» DATA FOR THE TASK

#####

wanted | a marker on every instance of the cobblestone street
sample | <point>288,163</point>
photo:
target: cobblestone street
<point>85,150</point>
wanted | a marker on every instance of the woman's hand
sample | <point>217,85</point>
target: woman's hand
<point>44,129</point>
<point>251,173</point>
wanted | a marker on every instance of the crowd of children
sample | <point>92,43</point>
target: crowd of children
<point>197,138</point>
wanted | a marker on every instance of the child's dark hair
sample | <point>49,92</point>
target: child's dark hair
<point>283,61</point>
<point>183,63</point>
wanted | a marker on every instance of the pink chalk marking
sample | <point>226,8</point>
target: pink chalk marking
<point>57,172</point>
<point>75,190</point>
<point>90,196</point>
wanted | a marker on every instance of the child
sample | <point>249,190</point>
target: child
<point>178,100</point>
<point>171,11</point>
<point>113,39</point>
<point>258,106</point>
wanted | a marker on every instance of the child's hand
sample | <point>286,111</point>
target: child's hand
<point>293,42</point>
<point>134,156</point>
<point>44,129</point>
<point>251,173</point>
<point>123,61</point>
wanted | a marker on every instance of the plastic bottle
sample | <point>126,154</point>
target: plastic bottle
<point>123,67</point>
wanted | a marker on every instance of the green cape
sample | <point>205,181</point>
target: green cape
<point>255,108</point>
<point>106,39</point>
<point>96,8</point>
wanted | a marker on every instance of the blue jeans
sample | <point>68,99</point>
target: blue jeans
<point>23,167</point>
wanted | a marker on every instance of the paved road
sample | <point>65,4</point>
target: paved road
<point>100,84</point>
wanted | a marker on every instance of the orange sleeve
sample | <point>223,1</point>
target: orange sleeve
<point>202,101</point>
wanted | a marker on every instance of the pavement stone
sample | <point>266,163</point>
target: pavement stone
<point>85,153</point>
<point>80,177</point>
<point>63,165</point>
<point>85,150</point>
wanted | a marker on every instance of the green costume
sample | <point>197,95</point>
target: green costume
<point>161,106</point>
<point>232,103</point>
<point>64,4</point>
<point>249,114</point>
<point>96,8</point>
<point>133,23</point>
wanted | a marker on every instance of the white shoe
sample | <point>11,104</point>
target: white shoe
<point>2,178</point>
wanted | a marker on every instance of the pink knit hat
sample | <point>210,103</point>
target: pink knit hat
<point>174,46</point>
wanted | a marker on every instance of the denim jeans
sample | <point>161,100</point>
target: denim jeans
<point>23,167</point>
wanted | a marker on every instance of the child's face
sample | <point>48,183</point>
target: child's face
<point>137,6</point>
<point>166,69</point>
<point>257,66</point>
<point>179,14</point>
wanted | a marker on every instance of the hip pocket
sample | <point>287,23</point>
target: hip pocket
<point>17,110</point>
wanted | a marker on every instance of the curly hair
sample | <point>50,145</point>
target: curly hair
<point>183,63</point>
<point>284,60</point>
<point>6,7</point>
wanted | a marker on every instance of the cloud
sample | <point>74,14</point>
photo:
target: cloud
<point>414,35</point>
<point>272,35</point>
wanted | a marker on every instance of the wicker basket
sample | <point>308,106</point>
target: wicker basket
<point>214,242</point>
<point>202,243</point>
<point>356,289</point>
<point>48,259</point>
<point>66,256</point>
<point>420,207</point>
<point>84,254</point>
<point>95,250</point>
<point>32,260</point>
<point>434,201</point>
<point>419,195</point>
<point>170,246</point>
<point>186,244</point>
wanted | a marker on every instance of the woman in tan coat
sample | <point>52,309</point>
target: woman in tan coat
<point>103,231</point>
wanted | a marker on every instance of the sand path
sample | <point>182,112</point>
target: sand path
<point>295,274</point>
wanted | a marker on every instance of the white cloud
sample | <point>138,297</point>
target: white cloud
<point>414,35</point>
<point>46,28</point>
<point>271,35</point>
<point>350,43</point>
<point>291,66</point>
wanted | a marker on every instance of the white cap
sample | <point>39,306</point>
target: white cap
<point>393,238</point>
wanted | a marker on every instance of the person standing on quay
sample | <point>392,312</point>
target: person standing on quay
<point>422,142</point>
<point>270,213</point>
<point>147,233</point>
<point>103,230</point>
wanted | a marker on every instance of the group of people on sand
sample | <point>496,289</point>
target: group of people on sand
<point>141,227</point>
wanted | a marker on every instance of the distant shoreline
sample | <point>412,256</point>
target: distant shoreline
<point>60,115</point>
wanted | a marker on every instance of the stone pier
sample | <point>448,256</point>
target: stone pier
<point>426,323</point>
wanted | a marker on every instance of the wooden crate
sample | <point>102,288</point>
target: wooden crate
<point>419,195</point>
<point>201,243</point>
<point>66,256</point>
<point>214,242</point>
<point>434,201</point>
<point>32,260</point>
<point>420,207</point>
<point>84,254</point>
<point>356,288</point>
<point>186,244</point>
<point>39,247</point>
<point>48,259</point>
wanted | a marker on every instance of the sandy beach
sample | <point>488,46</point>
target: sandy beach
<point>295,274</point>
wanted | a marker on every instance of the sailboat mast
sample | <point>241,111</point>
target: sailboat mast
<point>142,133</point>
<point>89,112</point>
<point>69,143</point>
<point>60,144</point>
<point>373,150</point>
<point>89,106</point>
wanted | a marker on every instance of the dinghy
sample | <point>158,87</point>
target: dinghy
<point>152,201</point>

#####

» SHORT TASK
Turn the material above into a JSON list of strings, with one string for each line and any blank lines left out.

» TASK OUTPUT
[
  "wanted | a marker on every instance of the cobblestone street",
  "sample | <point>288,163</point>",
  "photo:",
  "target: cobblestone street",
  "<point>85,150</point>",
  "wanted | a marker on every instance of the woman's hand",
  "sample | <point>217,85</point>",
  "target: woman's hand",
  "<point>44,129</point>",
  "<point>251,173</point>",
  "wanted | a marker on every instance of the crowd of children",
  "sample | <point>92,43</point>",
  "target: crowd of children",
  "<point>197,138</point>",
  "wanted | a marker on every instance of the child's dark hair",
  "sample | <point>49,92</point>",
  "target: child's dark hair",
  "<point>283,61</point>",
  "<point>183,63</point>",
  "wanted | a marker on every instance of the pink chalk marking",
  "sample | <point>226,8</point>",
  "target: pink chalk marking",
  "<point>57,172</point>",
  "<point>75,190</point>",
  "<point>90,196</point>",
  "wanted | a marker on every instance of the child",
  "sample | <point>249,190</point>",
  "target: child",
  "<point>178,100</point>",
  "<point>171,11</point>",
  "<point>113,39</point>",
  "<point>258,106</point>",
  "wanted | a marker on every instance of the child's hand",
  "sample | <point>286,111</point>",
  "target: child's hand",
  "<point>293,42</point>",
  "<point>134,156</point>",
  "<point>44,129</point>",
  "<point>251,173</point>",
  "<point>123,61</point>",
  "wanted | a marker on every instance of the plastic bottle",
  "sample | <point>126,154</point>",
  "target: plastic bottle",
  "<point>123,67</point>",
  "wanted | a marker on every instance of the green cape",
  "sample | <point>205,181</point>",
  "target: green cape",
  "<point>255,108</point>",
  "<point>106,39</point>",
  "<point>96,8</point>",
  "wanted | a marker on every instance of the blue jeans",
  "sample | <point>68,99</point>",
  "target: blue jeans",
  "<point>23,167</point>",
  "wanted | a marker on every instance of the paved road",
  "sample | <point>65,4</point>",
  "target: paved road",
  "<point>100,84</point>",
  "wanted | a marker on every instance of the orange sleeve",
  "sample | <point>223,1</point>",
  "target: orange sleeve",
  "<point>202,101</point>",
  "wanted | a marker on every instance of the pavement stone",
  "sample | <point>266,163</point>",
  "target: pavement stone",
  "<point>85,153</point>",
  "<point>80,177</point>",
  "<point>63,165</point>",
  "<point>85,150</point>",
  "wanted | a marker on every instance of the green costume",
  "sample | <point>197,95</point>",
  "target: green costume",
  "<point>161,106</point>",
  "<point>232,103</point>",
  "<point>64,4</point>",
  "<point>249,114</point>",
  "<point>96,8</point>",
  "<point>133,23</point>",
  "wanted | a marker on every instance of the white shoe",
  "sample | <point>11,104</point>",
  "target: white shoe",
  "<point>2,178</point>",
  "wanted | a marker on every instance of the pink knit hat",
  "sample | <point>210,103</point>",
  "target: pink knit hat",
  "<point>174,46</point>",
  "wanted | a marker on every instance of the denim jeans",
  "sample | <point>161,100</point>",
  "target: denim jeans",
  "<point>23,167</point>",
  "wanted | a marker on every instance of the child's face",
  "sample | <point>48,183</point>",
  "target: child's face",
  "<point>137,6</point>",
  "<point>166,69</point>",
  "<point>257,66</point>",
  "<point>179,14</point>",
  "wanted | a marker on every instance of the hip pocket",
  "sample | <point>287,23</point>",
  "target: hip pocket",
  "<point>17,110</point>",
  "wanted | a marker on every instance of the curly hair",
  "sample | <point>50,145</point>",
  "target: curly hair",
  "<point>183,63</point>",
  "<point>284,60</point>",
  "<point>6,7</point>",
  "wanted | a marker on every instance of the cloud",
  "sample | <point>74,14</point>",
  "photo:",
  "target: cloud",
  "<point>414,35</point>",
  "<point>272,35</point>",
  "wanted | a marker on every instance of the wicker basket",
  "sample | <point>308,106</point>",
  "target: wicker basket",
  "<point>214,242</point>",
  "<point>202,243</point>",
  "<point>356,289</point>",
  "<point>48,259</point>",
  "<point>66,256</point>",
  "<point>420,207</point>",
  "<point>84,254</point>",
  "<point>95,250</point>",
  "<point>32,260</point>",
  "<point>434,201</point>",
  "<point>419,195</point>",
  "<point>170,246</point>",
  "<point>186,244</point>",
  "wanted | a marker on every instance of the woman in tan coat",
  "sample | <point>52,309</point>",
  "target: woman in tan coat",
  "<point>103,231</point>",
  "wanted | a marker on every instance of the sand path",
  "sample | <point>182,112</point>",
  "target: sand path",
  "<point>295,274</point>",
  "wanted | a marker on every instance of the white cloud",
  "sample | <point>138,297</point>",
  "target: white cloud",
  "<point>414,35</point>",
  "<point>46,28</point>",
  "<point>271,35</point>",
  "<point>350,43</point>",
  "<point>291,66</point>",
  "wanted | a marker on every instance of the white cap",
  "sample | <point>39,306</point>",
  "target: white cap",
  "<point>393,238</point>",
  "wanted | a marker on every instance of the person standing on quay",
  "sample | <point>392,312</point>",
  "target: person standing on quay",
  "<point>422,142</point>",
  "<point>270,213</point>",
  "<point>147,233</point>",
  "<point>103,230</point>",
  "wanted | a marker on every instance of the group of people on sand",
  "sample | <point>496,289</point>",
  "target: group of people on sand",
  "<point>141,227</point>",
  "wanted | a marker on every instance of the distant shoreline",
  "sample | <point>412,256</point>",
  "target: distant shoreline",
  "<point>60,115</point>",
  "wanted | a marker on every instance of the stone pier",
  "sample | <point>448,256</point>",
  "target: stone pier",
  "<point>426,323</point>",
  "wanted | a marker on every instance of the wooden crate",
  "sample | <point>102,288</point>",
  "target: wooden crate",
  "<point>419,195</point>",
  "<point>201,243</point>",
  "<point>66,256</point>",
  "<point>214,242</point>",
  "<point>434,201</point>",
  "<point>32,260</point>",
  "<point>420,207</point>",
  "<point>84,254</point>",
  "<point>356,288</point>",
  "<point>186,244</point>",
  "<point>39,247</point>",
  "<point>48,259</point>",
  "wanted | a marker on every instance of the sandy beach",
  "sample | <point>488,46</point>",
  "target: sandy beach",
  "<point>295,274</point>",
  "wanted | a marker on every instance of the sailboat mast",
  "sample | <point>241,111</point>",
  "target: sailboat mast",
  "<point>142,133</point>",
  "<point>89,112</point>",
  "<point>69,143</point>",
  "<point>60,144</point>",
  "<point>373,150</point>",
  "<point>89,106</point>",
  "wanted | a marker on every instance of the dinghy",
  "sample | <point>158,87</point>",
  "target: dinghy",
  "<point>152,201</point>"
]